## Exercise goal
In the data that follows, find the line with "Target: leafy foreground vegetation"; transcribe it, every later line up to the one with "The response SHOULD mark one point per instance of the bush", and that line as well, exactly and with no others.

## Records supplied
=-=-=

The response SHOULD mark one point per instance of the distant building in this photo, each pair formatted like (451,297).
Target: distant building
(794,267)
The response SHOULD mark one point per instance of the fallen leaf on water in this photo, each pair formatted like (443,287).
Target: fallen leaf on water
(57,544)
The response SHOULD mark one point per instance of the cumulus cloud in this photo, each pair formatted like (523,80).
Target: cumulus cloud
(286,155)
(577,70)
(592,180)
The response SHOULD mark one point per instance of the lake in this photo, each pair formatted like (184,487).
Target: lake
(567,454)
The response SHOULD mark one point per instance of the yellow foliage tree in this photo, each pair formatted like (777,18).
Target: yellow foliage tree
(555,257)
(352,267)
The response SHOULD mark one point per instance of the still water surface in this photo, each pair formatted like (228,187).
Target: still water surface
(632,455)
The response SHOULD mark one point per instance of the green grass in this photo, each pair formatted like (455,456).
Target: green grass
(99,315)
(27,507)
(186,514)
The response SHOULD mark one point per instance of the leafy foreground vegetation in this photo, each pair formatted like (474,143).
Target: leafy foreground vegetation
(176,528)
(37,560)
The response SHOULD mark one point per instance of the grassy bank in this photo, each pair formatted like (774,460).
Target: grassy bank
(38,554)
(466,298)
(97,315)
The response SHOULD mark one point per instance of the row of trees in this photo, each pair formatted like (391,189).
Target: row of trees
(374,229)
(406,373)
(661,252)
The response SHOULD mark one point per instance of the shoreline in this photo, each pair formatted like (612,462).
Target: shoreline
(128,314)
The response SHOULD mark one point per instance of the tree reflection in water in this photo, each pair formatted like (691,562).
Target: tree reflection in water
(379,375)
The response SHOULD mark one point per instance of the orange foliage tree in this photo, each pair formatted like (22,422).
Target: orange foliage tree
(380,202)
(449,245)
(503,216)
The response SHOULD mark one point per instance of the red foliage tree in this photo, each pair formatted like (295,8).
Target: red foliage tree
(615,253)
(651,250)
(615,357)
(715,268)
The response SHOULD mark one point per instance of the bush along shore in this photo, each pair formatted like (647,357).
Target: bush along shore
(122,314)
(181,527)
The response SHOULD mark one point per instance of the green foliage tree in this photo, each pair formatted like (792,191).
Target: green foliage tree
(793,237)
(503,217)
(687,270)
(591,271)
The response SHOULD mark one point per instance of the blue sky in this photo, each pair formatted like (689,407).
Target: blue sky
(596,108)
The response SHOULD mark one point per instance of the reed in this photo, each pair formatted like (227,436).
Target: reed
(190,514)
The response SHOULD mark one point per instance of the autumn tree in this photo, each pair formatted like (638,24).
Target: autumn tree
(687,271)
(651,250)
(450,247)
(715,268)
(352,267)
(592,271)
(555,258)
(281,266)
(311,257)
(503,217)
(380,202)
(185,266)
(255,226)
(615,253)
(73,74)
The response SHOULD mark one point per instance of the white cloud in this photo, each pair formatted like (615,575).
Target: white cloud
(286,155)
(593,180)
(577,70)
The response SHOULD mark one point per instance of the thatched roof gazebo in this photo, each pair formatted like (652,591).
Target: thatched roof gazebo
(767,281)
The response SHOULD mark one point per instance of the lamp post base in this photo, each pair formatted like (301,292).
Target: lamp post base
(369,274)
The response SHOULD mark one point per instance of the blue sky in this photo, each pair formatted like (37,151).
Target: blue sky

=-=-=

## Answer space
Target: leafy foreground vegetation
(176,528)
(37,560)
The response SHOULD mark one point per instance of the grassy bank in this photo, each pair formatted like (774,460).
Target: grassy bank
(38,554)
(466,298)
(97,315)
The response SHOULD mark one point per instance of the row of trees in this photo, each pair formatted like (391,189).
Target: row of trees
(374,229)
(406,373)
(661,252)
The response SHOULD mark one point per instance of the shoreline in this photo, each pair formatted like (612,462).
Target: shoreline
(128,314)
The response SHOULD mark one point per instance of the tree reflection in water in this photo, each pair formatted like (691,562).
Target: tree reflection in water
(379,375)
The response SHOULD mark one point per instance of the orange foliage tree in this photo, each pair formatted like (22,422).
Target: orange foliage tree
(380,202)
(449,245)
(503,216)
The response SHOULD mark one point per instance of the red foliage tree in this photo, each pair formatted like (295,8).
Target: red foliage tree
(615,253)
(651,250)
(615,357)
(715,268)
The response SHOULD mark one point per instance of the bush along shore in this photo, each pair formatted like (647,357).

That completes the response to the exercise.